--- EXCERPTED RECORDS Enclosed Below ---
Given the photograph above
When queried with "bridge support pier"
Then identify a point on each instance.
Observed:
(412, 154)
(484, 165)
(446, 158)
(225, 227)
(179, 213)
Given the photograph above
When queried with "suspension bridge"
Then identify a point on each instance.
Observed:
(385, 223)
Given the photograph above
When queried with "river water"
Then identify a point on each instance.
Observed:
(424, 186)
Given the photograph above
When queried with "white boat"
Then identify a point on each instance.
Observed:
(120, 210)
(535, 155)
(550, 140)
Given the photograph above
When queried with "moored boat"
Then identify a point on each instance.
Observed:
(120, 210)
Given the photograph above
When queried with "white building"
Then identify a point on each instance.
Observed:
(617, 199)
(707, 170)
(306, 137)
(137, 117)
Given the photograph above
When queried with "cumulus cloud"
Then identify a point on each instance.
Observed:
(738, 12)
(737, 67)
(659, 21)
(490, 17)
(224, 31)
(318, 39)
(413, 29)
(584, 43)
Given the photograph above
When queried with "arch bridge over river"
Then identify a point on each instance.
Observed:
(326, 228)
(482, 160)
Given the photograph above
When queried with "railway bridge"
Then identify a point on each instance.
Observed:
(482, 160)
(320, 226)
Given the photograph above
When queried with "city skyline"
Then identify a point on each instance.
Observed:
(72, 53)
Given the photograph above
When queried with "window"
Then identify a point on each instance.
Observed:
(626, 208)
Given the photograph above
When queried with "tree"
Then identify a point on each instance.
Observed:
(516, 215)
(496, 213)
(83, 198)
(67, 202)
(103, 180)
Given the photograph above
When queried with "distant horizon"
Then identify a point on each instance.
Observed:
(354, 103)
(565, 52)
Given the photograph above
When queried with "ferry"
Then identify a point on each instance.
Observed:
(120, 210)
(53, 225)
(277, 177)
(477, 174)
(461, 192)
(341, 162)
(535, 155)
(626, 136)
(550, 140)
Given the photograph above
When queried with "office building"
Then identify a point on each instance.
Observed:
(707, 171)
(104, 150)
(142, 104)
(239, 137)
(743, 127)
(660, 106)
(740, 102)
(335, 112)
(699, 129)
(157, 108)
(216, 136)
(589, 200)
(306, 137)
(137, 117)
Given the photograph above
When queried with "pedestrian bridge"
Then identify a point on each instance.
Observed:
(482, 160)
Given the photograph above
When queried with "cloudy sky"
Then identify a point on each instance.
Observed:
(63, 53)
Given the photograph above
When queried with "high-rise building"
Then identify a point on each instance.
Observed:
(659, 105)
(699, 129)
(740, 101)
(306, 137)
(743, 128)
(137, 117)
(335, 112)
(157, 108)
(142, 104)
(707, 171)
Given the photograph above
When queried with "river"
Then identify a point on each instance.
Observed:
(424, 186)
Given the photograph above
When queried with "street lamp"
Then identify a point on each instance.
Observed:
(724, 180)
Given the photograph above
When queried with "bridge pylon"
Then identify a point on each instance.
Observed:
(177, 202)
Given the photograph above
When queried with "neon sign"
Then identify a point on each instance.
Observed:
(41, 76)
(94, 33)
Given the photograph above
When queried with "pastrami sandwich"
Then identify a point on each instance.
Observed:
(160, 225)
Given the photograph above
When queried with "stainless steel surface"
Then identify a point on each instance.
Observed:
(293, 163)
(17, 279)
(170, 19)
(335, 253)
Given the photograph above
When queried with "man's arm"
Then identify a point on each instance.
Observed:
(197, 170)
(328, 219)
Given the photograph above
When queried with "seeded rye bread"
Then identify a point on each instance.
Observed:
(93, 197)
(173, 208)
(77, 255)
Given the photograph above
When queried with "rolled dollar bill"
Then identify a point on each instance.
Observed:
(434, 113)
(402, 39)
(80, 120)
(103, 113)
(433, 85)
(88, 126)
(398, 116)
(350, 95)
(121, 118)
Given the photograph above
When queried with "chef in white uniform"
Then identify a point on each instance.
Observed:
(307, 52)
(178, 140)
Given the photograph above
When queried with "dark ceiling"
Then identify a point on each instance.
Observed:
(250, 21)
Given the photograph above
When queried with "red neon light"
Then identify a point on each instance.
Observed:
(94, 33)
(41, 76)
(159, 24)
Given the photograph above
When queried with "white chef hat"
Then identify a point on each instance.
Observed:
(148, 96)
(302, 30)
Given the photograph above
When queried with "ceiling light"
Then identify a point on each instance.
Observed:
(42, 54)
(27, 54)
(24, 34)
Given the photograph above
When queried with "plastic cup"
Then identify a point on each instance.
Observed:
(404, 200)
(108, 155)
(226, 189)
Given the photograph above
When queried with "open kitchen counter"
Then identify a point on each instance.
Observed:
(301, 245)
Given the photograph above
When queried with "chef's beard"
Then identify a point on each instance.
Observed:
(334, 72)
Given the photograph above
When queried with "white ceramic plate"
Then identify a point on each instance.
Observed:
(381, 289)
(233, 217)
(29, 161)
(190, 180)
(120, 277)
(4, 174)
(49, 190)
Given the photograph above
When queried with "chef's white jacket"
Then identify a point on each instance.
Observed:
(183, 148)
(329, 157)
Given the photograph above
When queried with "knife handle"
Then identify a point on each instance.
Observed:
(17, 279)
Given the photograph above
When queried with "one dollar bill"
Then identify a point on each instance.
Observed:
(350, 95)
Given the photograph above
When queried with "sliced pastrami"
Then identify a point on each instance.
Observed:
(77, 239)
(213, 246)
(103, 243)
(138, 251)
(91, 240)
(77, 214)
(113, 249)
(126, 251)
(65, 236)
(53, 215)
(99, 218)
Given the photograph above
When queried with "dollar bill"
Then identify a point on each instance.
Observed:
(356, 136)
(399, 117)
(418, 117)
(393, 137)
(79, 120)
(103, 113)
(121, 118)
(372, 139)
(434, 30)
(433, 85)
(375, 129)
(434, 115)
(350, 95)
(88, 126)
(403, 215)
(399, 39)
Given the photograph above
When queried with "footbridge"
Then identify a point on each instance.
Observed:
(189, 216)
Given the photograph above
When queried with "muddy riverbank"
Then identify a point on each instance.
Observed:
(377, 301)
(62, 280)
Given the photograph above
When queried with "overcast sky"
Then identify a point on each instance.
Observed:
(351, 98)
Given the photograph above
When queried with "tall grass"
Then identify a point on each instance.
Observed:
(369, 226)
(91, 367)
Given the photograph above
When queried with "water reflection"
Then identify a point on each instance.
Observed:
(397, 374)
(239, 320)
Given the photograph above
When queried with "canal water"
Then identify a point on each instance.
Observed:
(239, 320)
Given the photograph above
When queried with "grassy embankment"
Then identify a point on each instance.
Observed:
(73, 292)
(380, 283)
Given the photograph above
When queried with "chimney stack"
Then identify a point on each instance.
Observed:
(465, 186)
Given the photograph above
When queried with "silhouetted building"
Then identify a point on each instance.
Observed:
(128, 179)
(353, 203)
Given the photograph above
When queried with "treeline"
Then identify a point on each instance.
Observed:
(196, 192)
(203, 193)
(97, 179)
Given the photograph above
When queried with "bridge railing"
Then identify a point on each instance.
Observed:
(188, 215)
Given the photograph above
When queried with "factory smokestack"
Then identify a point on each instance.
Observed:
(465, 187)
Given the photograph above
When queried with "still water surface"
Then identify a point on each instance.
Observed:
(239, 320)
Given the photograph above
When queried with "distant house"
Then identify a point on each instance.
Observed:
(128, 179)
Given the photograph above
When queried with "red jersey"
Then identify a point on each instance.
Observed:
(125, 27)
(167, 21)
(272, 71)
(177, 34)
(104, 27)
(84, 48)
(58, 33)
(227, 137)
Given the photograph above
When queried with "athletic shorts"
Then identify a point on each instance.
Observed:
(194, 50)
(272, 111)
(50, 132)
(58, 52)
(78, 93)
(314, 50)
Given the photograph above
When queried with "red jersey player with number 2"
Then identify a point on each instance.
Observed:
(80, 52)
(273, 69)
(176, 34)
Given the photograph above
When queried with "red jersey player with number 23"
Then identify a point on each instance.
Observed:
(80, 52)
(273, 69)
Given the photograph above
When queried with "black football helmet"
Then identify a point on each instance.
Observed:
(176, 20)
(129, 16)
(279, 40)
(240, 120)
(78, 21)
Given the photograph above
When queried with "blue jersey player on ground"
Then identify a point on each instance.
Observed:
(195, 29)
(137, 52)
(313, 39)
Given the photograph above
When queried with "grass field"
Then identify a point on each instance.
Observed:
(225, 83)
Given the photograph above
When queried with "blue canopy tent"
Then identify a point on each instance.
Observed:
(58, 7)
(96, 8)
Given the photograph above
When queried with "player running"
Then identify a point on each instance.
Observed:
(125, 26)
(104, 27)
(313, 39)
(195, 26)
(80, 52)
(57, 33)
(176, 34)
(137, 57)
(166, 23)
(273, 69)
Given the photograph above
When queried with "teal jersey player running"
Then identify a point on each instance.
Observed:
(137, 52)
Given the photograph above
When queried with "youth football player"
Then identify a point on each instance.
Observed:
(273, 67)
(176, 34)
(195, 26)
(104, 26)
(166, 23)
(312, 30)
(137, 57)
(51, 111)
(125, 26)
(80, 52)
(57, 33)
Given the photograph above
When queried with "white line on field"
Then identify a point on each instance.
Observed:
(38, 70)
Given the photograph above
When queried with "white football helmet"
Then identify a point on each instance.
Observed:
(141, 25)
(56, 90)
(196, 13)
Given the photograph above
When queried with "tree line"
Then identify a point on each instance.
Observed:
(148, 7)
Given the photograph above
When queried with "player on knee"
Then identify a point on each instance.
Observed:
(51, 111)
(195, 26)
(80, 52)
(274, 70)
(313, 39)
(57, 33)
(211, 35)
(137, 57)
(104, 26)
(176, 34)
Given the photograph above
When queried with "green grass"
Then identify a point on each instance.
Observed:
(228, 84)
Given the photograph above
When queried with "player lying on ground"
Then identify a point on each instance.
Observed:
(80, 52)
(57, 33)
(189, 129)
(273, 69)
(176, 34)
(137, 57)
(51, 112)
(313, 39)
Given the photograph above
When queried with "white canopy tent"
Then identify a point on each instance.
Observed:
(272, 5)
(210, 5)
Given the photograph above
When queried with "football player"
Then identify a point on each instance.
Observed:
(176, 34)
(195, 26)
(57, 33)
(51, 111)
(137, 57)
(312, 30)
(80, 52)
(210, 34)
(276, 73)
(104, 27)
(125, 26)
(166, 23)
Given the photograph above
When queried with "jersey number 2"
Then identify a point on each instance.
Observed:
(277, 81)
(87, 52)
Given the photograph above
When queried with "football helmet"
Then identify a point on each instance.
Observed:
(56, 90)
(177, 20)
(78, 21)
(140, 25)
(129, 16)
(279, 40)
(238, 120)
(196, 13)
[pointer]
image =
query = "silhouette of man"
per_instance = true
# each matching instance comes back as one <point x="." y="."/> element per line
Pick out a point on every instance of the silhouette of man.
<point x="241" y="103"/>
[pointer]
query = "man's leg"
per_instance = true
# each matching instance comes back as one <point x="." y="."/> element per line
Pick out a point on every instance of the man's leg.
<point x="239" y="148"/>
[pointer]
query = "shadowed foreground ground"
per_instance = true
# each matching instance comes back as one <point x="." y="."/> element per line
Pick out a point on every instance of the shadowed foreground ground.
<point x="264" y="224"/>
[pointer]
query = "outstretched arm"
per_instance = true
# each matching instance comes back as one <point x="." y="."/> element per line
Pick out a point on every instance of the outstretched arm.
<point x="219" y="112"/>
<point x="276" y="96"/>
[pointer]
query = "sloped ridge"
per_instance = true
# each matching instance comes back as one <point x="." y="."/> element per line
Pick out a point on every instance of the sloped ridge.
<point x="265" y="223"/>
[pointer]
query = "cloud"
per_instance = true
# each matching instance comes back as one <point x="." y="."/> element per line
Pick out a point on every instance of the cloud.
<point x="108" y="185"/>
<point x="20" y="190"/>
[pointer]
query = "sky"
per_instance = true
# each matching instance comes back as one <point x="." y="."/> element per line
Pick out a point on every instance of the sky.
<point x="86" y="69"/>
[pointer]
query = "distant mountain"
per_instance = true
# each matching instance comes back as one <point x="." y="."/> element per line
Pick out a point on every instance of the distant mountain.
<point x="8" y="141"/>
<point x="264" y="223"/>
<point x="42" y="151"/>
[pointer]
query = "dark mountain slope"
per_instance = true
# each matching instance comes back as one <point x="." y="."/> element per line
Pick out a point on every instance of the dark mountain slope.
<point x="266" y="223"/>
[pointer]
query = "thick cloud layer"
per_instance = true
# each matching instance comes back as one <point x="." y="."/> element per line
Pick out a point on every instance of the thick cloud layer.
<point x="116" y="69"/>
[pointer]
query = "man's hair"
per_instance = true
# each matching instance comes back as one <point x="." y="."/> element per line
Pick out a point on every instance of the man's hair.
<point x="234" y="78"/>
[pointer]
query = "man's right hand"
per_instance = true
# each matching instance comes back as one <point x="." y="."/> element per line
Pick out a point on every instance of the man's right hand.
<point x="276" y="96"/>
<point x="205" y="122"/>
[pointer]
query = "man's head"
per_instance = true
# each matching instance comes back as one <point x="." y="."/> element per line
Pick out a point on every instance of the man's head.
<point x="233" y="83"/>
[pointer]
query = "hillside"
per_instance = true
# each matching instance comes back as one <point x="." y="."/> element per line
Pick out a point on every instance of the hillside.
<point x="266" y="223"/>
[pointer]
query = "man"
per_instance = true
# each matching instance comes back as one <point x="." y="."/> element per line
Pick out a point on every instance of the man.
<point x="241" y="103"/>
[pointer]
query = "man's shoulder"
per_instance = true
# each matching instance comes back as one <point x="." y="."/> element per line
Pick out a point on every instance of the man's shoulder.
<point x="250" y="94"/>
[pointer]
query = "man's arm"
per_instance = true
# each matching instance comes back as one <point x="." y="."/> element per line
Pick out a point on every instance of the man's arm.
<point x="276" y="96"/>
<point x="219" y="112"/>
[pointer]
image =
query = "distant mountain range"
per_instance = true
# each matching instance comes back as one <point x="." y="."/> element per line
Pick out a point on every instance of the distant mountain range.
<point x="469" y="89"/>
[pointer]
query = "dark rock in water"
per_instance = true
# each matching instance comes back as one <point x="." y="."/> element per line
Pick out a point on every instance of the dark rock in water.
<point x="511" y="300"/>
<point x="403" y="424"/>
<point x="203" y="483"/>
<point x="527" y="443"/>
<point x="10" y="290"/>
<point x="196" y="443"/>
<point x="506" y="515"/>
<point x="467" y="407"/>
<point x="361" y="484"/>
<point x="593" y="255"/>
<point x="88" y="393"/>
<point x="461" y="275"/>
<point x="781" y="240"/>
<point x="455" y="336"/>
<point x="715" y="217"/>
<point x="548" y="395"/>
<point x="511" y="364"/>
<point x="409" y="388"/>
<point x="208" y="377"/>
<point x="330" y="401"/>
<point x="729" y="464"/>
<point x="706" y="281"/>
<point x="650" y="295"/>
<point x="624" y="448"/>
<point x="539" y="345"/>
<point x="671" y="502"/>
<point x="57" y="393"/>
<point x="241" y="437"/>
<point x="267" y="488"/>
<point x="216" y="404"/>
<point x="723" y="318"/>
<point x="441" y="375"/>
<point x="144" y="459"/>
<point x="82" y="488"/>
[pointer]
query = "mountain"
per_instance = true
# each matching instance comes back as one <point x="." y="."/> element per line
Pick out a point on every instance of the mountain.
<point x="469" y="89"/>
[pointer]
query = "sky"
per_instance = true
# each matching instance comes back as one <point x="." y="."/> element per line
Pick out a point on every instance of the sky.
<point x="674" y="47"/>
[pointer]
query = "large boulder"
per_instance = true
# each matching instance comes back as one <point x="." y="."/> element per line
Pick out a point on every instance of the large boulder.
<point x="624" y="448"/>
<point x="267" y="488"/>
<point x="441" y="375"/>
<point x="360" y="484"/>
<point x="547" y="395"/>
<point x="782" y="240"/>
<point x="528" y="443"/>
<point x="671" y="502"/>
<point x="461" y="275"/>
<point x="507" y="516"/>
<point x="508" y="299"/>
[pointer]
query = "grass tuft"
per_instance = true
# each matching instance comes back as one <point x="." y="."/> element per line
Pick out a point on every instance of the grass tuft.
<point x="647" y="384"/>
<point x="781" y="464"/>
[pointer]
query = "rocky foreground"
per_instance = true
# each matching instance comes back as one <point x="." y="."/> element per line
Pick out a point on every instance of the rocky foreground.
--- End of Enclosed EXCERPTED RECORDS ---
HOW TO COMPLETE THIS TASK: Give the number of lines in the material above that contain the word "rocky", and add nothing.

FINISHED TASK: 2